[Stored records]

· · · ·

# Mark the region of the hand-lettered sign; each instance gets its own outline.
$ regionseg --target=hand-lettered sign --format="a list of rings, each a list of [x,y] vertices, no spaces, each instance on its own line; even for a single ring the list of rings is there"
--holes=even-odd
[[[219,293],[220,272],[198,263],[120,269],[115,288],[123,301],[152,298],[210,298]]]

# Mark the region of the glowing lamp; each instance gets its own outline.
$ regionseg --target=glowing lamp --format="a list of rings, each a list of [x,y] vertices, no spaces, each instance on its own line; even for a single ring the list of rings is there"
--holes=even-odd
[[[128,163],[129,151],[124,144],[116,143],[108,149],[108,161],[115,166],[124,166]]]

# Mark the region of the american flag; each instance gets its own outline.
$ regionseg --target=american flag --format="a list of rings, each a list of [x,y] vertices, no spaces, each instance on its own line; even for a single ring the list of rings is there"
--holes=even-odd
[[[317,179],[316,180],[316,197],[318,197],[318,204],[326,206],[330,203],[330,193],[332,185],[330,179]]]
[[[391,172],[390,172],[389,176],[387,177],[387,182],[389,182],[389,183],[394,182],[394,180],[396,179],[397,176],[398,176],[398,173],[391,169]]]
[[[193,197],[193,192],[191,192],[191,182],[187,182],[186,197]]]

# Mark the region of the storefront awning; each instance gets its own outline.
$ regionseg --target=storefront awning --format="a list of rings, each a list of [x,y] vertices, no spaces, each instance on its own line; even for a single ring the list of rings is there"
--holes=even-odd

· · · ·

_Exercise instructions:_ Word for word, return each of the entries shown above.

_Worked solution:_
# Mark the region of the hand-lettered sign; each instance gets its own outline.
$ regionseg --target=hand-lettered sign --format="a list of rings, each a list of [x,y] vertices, no spaces, each instance on its own line; even for a single ring the list of rings is there"
--holes=even-odd
[[[219,293],[220,272],[198,263],[120,269],[115,288],[123,301],[152,298],[210,298]]]

# Mark the region of the glowing lamp; each instance gets its own outline.
$ regionseg --target=glowing lamp --format="a list of rings, each a list of [x,y] vertices, no spaces, each instance on its own line; even for a single ring the list of rings is there"
--holes=even-odd
[[[128,163],[129,151],[124,144],[116,143],[108,149],[108,161],[115,166],[124,166]]]

# Mark the region of the american flag; each instance gets its own outline.
$ regionseg --target=american flag --format="a list of rings, each a list of [x,y] vertices, no spaces, each instance on its own line; even for a single ring the list of rings is there"
--holes=even-odd
[[[317,179],[316,180],[316,197],[318,197],[318,204],[326,206],[330,203],[330,193],[332,185],[330,179]]]
[[[391,172],[390,172],[389,176],[387,177],[387,182],[389,182],[389,183],[394,182],[394,180],[396,179],[397,176],[398,176],[398,173],[391,169]]]
[[[193,197],[193,192],[191,192],[191,182],[187,182],[186,197]]]

# Mark the region of the storefront awning; each instance gets its own outline.
$ regionseg --target=storefront awning --format="a list of rings, each a list of [x,y] vertices, no spaces, each instance on its own line; even for a single ring the list of rings is there"
--holes=even-odd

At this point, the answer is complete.